** SOURCE EXTRACT follows **

Do CDC Employees Need Zero-Gravity Chairs?
Sen. Tom Coburn, R-Okla., is on the trail of federal waste again. This time his target is the Centers for Disease Control and Prevention. In a new report detailed in USA Today, Coburn questions a billion-dollar construction project at the agency's headquarters in Atlanta. The project includes a $106 million communications center, an $18.6 million video production studio, and a new employee fitness center with "$200,000 in equipment such as zero-gravity chairs and a mood-enhancing light show."
The CDC says the agency needs "first-rate facilities for first-rate employees."
Coburn also decries the $1.7 million the CDC has spent on a Hollywood liaison office aimed at improving the accuracy of medical information in TV shows. "It is hard to argue in this day and age that television producers do not have an incentive, without federal taxpayer involvement, to get their story lines correct," Coburn's report says.

** End of SOURCE EXTRACT **
** GIVEN DATA follows **

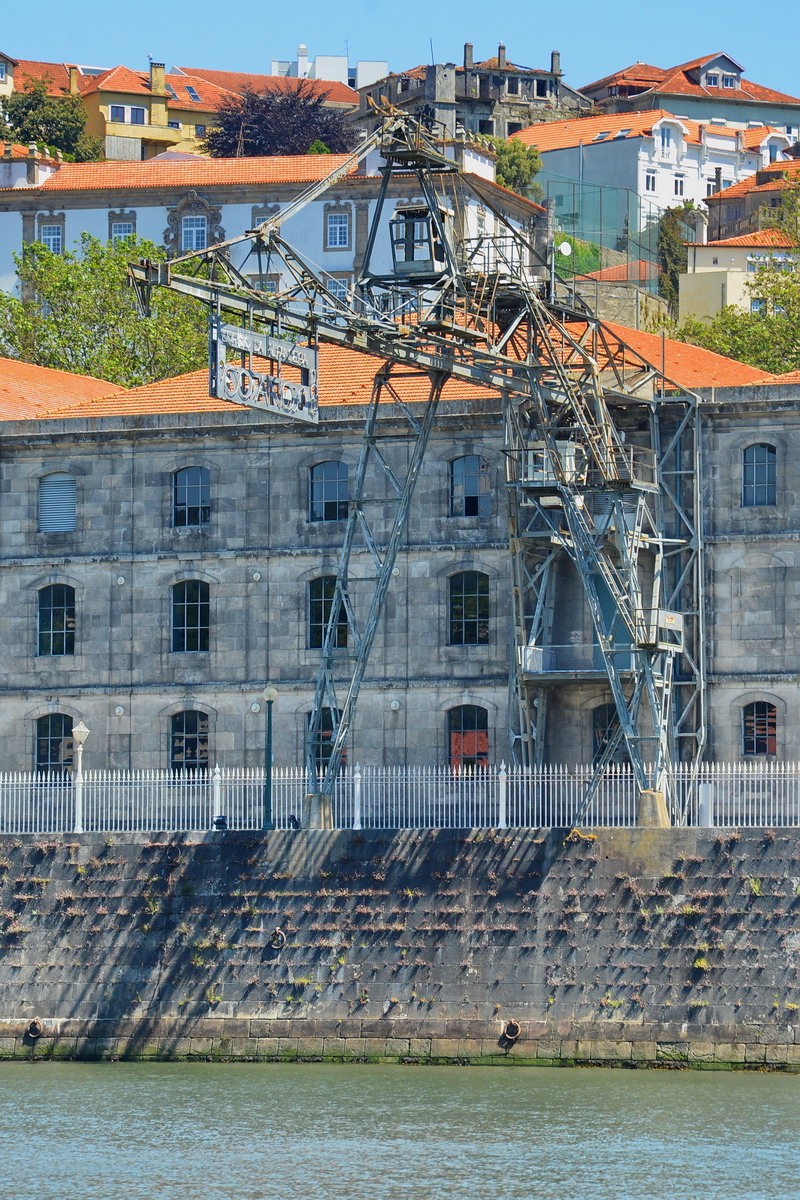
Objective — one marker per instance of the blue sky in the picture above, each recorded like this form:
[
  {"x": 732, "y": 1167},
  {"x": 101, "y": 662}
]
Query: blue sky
[{"x": 594, "y": 39}]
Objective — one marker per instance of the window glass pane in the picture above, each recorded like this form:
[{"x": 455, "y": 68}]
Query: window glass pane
[
  {"x": 191, "y": 616},
  {"x": 758, "y": 475},
  {"x": 54, "y": 743},
  {"x": 192, "y": 497},
  {"x": 320, "y": 598},
  {"x": 329, "y": 491},
  {"x": 759, "y": 729},
  {"x": 58, "y": 503},
  {"x": 193, "y": 233},
  {"x": 52, "y": 237},
  {"x": 468, "y": 736},
  {"x": 469, "y": 609},
  {"x": 469, "y": 487},
  {"x": 190, "y": 742},
  {"x": 56, "y": 619}
]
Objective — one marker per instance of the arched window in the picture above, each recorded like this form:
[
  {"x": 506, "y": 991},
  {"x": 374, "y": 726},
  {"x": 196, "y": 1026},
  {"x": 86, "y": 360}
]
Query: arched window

** End of GIVEN DATA **

# [WHAT THIS TASK INVOLVES]
Carry on the news piece about Senator Coburn's report on CDC spending, picking up after its final sentence.

# [ANSWER SECTION]
Is it? TV producers need to make their shows compelling and dramatic, but they don't gain much by investing their own time and energy in medical accuracy. In fact, they could lose a lot if being accurate made their shows less sensational. Of course, you can argue that it's still not worth spending taxpayer dollars to try to get Hollywood producers to stick to the facts, but that's a different issue than whether they would do it by themselves without any prodding. And remember, the military's done much to burnish its image by aggressively reaching out to Hollywood. So have other agencies over the past decade.